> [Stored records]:

....

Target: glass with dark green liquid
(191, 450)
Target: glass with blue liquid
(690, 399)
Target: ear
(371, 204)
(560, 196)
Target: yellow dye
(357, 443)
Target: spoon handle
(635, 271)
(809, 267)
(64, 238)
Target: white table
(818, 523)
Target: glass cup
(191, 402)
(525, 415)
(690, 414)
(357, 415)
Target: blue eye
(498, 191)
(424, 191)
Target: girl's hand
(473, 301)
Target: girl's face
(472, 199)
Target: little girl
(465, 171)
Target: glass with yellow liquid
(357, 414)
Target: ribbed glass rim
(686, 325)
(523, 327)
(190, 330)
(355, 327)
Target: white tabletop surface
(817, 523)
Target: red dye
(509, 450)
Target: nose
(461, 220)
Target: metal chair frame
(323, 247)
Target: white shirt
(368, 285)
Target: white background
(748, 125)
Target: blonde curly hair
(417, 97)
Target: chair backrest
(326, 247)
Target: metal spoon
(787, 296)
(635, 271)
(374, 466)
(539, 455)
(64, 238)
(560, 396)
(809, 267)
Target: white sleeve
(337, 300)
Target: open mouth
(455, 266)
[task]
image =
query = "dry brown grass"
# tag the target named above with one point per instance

....

> [PROBLEM DESCRIPTION]:
Would you set down all the lines above, exactly and in full?

> [RESULT FOR THIS TASK]:
Target: glass with dark green liquid
(191, 450)
Target: glass with blue liquid
(690, 399)
Target: ear
(371, 204)
(560, 196)
Target: yellow dye
(357, 443)
Target: spoon handle
(635, 271)
(809, 267)
(64, 238)
Target: white table
(818, 523)
Target: glass cup
(191, 402)
(525, 415)
(690, 414)
(357, 415)
Target: blue eye
(498, 191)
(424, 191)
Target: girl's hand
(473, 301)
Target: girl's face
(472, 199)
Target: little girl
(465, 171)
Target: glass with yellow liquid
(357, 414)
Target: ribbed glass rim
(686, 325)
(523, 327)
(190, 330)
(355, 327)
Target: white tabletop surface
(817, 523)
Target: red dye
(509, 450)
Target: nose
(461, 220)
Target: metal chair frame
(323, 247)
Target: white shirt
(368, 285)
Target: white background
(748, 125)
Target: blonde curly hair
(417, 97)
Target: chair backrest
(326, 247)
Target: metal spoon
(787, 296)
(635, 271)
(374, 466)
(539, 455)
(64, 238)
(560, 396)
(809, 267)
Target: white sleeve
(337, 300)
Target: open mouth
(455, 266)
[task]
image =
query = "dry brown grass"
# tag the target named above with one point per instance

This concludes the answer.